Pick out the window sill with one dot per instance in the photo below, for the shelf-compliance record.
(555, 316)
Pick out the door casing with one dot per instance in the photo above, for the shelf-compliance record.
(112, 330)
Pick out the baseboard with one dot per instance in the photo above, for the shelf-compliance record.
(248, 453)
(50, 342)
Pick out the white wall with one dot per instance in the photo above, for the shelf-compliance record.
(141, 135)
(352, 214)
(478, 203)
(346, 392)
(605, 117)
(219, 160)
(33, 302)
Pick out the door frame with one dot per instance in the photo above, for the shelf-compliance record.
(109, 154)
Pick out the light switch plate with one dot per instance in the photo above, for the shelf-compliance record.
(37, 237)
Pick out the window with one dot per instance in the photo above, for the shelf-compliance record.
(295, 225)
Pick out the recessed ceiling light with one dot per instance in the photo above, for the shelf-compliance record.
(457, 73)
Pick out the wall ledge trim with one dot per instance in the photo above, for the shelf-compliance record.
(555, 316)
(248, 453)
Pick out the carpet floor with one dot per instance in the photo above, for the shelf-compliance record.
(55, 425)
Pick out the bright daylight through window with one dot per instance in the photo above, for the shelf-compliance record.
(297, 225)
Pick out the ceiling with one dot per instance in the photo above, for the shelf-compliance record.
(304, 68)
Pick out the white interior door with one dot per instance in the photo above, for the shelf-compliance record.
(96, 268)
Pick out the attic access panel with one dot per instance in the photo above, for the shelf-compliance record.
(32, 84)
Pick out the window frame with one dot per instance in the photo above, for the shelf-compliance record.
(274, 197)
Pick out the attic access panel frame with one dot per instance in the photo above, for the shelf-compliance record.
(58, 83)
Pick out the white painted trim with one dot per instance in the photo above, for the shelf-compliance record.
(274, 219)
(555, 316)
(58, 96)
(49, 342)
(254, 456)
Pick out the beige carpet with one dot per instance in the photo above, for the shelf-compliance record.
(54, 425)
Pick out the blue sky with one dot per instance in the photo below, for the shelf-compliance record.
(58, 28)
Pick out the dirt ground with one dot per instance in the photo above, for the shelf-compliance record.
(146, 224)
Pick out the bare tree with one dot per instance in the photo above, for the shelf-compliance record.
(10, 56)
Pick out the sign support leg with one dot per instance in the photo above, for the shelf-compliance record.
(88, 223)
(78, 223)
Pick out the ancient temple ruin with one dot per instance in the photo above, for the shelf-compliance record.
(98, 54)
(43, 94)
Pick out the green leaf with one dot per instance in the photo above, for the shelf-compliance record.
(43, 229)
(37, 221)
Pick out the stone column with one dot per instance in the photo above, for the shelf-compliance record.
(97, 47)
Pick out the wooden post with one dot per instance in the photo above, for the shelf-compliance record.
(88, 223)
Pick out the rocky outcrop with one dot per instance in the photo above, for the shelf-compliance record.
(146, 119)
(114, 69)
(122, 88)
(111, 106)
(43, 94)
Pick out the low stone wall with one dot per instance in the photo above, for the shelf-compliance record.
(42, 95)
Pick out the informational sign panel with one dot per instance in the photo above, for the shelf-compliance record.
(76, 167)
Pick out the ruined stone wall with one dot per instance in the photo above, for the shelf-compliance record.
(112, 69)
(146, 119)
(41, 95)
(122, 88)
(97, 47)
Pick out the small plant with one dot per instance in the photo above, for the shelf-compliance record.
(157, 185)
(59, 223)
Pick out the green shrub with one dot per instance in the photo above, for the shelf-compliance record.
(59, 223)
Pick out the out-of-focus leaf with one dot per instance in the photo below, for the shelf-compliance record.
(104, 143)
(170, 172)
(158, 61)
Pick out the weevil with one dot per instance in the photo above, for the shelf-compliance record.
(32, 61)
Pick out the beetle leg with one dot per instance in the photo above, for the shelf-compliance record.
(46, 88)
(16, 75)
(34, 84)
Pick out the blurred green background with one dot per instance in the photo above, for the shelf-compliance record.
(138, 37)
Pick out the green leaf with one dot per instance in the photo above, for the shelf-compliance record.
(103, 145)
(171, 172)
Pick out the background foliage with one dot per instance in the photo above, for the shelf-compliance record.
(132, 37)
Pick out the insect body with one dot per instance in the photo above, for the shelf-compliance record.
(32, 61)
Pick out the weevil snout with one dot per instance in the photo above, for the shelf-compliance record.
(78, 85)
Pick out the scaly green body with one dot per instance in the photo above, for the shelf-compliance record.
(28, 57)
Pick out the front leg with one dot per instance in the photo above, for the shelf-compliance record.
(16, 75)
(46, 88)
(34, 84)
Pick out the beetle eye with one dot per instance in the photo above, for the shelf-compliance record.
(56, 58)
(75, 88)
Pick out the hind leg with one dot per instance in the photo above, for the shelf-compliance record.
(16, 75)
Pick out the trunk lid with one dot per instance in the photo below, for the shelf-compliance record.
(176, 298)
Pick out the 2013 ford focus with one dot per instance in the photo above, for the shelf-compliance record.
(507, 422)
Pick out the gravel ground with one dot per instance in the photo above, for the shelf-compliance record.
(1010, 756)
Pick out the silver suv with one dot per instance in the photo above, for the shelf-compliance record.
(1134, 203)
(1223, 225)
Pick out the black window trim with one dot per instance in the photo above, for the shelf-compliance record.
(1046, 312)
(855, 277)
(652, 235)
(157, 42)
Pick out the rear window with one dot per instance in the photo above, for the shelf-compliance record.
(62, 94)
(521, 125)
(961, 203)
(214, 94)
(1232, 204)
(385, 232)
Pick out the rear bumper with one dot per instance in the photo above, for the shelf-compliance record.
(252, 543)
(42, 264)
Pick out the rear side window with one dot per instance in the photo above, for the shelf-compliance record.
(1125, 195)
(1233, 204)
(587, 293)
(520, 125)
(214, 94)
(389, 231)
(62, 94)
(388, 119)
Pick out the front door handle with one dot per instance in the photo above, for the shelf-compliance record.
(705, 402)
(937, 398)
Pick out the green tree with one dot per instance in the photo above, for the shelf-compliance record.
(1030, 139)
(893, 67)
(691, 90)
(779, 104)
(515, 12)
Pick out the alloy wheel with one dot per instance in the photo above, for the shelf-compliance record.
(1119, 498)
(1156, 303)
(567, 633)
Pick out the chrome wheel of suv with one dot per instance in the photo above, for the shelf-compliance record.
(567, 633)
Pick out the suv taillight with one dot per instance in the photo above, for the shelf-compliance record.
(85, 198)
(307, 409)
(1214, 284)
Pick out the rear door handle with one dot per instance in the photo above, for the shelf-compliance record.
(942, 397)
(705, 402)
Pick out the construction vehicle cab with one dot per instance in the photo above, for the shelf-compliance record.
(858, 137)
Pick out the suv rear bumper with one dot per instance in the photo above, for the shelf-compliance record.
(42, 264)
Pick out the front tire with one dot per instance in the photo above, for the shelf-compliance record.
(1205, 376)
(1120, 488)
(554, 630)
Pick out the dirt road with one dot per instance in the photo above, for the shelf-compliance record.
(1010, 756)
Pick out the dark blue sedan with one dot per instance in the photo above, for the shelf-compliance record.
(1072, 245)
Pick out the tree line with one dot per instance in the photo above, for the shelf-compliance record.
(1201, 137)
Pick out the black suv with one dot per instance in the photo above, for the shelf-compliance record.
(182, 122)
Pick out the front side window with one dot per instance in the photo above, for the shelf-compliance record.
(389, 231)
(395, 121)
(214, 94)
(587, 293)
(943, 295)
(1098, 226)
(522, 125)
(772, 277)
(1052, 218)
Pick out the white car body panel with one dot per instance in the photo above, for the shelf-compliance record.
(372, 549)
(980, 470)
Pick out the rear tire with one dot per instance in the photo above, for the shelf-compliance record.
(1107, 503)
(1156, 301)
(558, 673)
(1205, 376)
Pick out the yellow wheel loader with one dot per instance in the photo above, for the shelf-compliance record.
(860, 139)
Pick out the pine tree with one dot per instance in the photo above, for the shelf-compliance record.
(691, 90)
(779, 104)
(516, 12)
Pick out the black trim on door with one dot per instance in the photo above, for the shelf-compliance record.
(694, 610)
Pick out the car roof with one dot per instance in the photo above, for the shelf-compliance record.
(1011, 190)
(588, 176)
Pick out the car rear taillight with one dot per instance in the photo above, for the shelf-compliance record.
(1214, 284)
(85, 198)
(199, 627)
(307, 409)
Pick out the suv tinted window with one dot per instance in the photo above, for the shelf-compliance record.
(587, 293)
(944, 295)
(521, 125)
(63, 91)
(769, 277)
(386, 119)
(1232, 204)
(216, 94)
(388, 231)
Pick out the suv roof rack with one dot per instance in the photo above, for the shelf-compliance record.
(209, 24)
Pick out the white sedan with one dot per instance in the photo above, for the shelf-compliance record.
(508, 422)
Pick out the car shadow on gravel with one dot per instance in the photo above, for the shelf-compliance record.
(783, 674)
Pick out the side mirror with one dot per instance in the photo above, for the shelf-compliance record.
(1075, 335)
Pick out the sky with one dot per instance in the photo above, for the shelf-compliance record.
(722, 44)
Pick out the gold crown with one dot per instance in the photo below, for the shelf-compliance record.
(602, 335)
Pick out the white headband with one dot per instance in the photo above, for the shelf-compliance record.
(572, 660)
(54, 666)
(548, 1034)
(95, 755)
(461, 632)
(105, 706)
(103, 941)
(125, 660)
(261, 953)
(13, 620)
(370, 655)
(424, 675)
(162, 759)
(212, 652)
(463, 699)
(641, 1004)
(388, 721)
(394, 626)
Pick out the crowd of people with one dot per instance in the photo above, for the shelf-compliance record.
━━━━━━
All lines from the one that holds "Pick out the car shadow" through the end of the material, both ends included, should be restated exactly.

Pick out the car shadow on gravel with one dot per instance in the photo above, for the shelf-compliance record.
(783, 674)
Pick out the side mirror with one dot per instance in the photo above, for the shelf-compliance record.
(1075, 335)
Pick out the sky with one dot per instance in the photo above, for the shelf-compliance record.
(722, 44)
Pick out the gold crown with one dot per instance in the photo below, for the shelf-compliance record.
(602, 335)
Pick out the white headband with one dot per instance in the photo above, for the shelf-compliance record.
(572, 660)
(54, 666)
(548, 1034)
(95, 755)
(461, 632)
(105, 706)
(103, 941)
(125, 660)
(261, 953)
(13, 620)
(370, 655)
(424, 675)
(162, 759)
(212, 652)
(463, 699)
(641, 1004)
(388, 721)
(394, 626)
Pick out the crowd of people with one dot per instance in the photo above, for the shelf-compliance record.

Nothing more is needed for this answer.